*Source material:*
============================================================

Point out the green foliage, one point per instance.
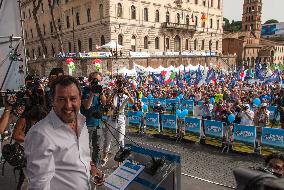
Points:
(271, 21)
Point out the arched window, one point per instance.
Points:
(119, 10)
(195, 44)
(101, 10)
(168, 17)
(79, 46)
(133, 12)
(78, 18)
(146, 42)
(89, 15)
(157, 16)
(103, 40)
(120, 39)
(145, 14)
(157, 43)
(133, 43)
(177, 43)
(186, 44)
(187, 20)
(178, 18)
(90, 44)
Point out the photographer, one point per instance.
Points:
(247, 116)
(119, 98)
(92, 101)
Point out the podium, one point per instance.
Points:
(166, 177)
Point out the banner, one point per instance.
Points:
(134, 118)
(192, 128)
(272, 141)
(244, 138)
(152, 121)
(187, 104)
(169, 123)
(213, 132)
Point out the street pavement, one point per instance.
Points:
(201, 161)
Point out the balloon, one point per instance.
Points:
(145, 107)
(178, 112)
(231, 118)
(212, 100)
(257, 101)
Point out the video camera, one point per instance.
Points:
(95, 87)
(257, 179)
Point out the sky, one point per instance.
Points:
(272, 9)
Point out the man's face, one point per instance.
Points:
(67, 102)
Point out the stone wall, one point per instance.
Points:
(84, 66)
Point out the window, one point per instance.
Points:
(187, 20)
(119, 10)
(157, 16)
(89, 15)
(133, 43)
(202, 44)
(51, 27)
(195, 44)
(177, 43)
(167, 43)
(120, 39)
(101, 10)
(90, 44)
(157, 43)
(167, 17)
(146, 42)
(178, 18)
(217, 45)
(103, 42)
(79, 46)
(186, 44)
(78, 18)
(69, 47)
(67, 22)
(133, 12)
(145, 14)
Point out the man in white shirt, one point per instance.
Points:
(247, 116)
(57, 147)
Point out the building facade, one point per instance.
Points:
(138, 25)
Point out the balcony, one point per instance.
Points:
(170, 25)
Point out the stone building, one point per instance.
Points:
(248, 44)
(139, 25)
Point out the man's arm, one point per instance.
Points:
(40, 161)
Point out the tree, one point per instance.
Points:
(271, 21)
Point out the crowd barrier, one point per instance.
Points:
(240, 138)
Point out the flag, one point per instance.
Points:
(198, 75)
(275, 77)
(211, 75)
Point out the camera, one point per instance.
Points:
(95, 87)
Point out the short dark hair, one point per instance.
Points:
(64, 80)
(279, 156)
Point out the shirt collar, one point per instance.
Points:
(57, 122)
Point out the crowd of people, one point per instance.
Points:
(55, 117)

============================================================

Any picture in the material is to be dropped; the rest is repeated exactly.

Point out the green foliage, one point per instance.
Points:
(271, 21)
Point out the arched window, one point per instance.
Points:
(119, 10)
(195, 44)
(101, 10)
(168, 17)
(79, 46)
(133, 12)
(78, 18)
(146, 42)
(89, 15)
(157, 16)
(103, 40)
(120, 39)
(145, 14)
(157, 43)
(133, 43)
(177, 43)
(186, 44)
(187, 20)
(178, 18)
(90, 44)
Point out the photographer, one point per instance.
Points:
(247, 116)
(119, 98)
(92, 101)
Point out the podium, one point per instance.
Points:
(166, 177)
Point out the banner, one point per instance.
Points:
(134, 118)
(192, 128)
(272, 141)
(244, 138)
(152, 121)
(187, 104)
(169, 123)
(213, 132)
Point out the street pavement, one point per instance.
Points:
(201, 161)
Point out the balloon, one point per instance.
Points:
(145, 107)
(178, 112)
(231, 118)
(212, 100)
(257, 101)
Point out the video camera, one point per instance.
Points:
(95, 87)
(257, 179)
Point out the sky, one point per instance.
Points:
(272, 9)
Point out the man's face, one point per instance.
Points:
(67, 102)
Point out the stone wall, one point per instance.
Points:
(84, 66)
Point out the window, one point per instance.
Points:
(187, 20)
(119, 10)
(157, 16)
(89, 15)
(133, 43)
(202, 44)
(51, 27)
(195, 44)
(177, 43)
(167, 43)
(120, 39)
(101, 10)
(90, 44)
(157, 43)
(167, 17)
(146, 42)
(178, 18)
(217, 45)
(103, 42)
(79, 46)
(186, 44)
(78, 18)
(69, 47)
(67, 22)
(133, 12)
(145, 14)
Point out the man in white shirt, one point per instance.
Points:
(247, 116)
(57, 147)
Point out the building facade, one point per instance.
Points:
(138, 25)
Point out the balcony, one point per instance.
Points:
(170, 25)
Point out the stone building, one point per instance.
Points:
(248, 44)
(139, 25)
Point out the man's arm, one point per instance.
Points:
(40, 161)
Point out the tree, one point per instance.
Points:
(271, 21)
Point out the crowd barrier, one point per instance.
Points:
(240, 138)
Point out the flag, one point per instance.
Points:
(198, 75)
(275, 77)
(211, 75)
Point out the camera, one point per instance.
Points:
(95, 87)
Point out the short dark hair, one point per instance.
Points:
(64, 80)
(279, 156)
Point out the shirt collar, one point per instance.
Points:
(57, 122)
Point out the crowd of people, one point per instance.
Points:
(55, 117)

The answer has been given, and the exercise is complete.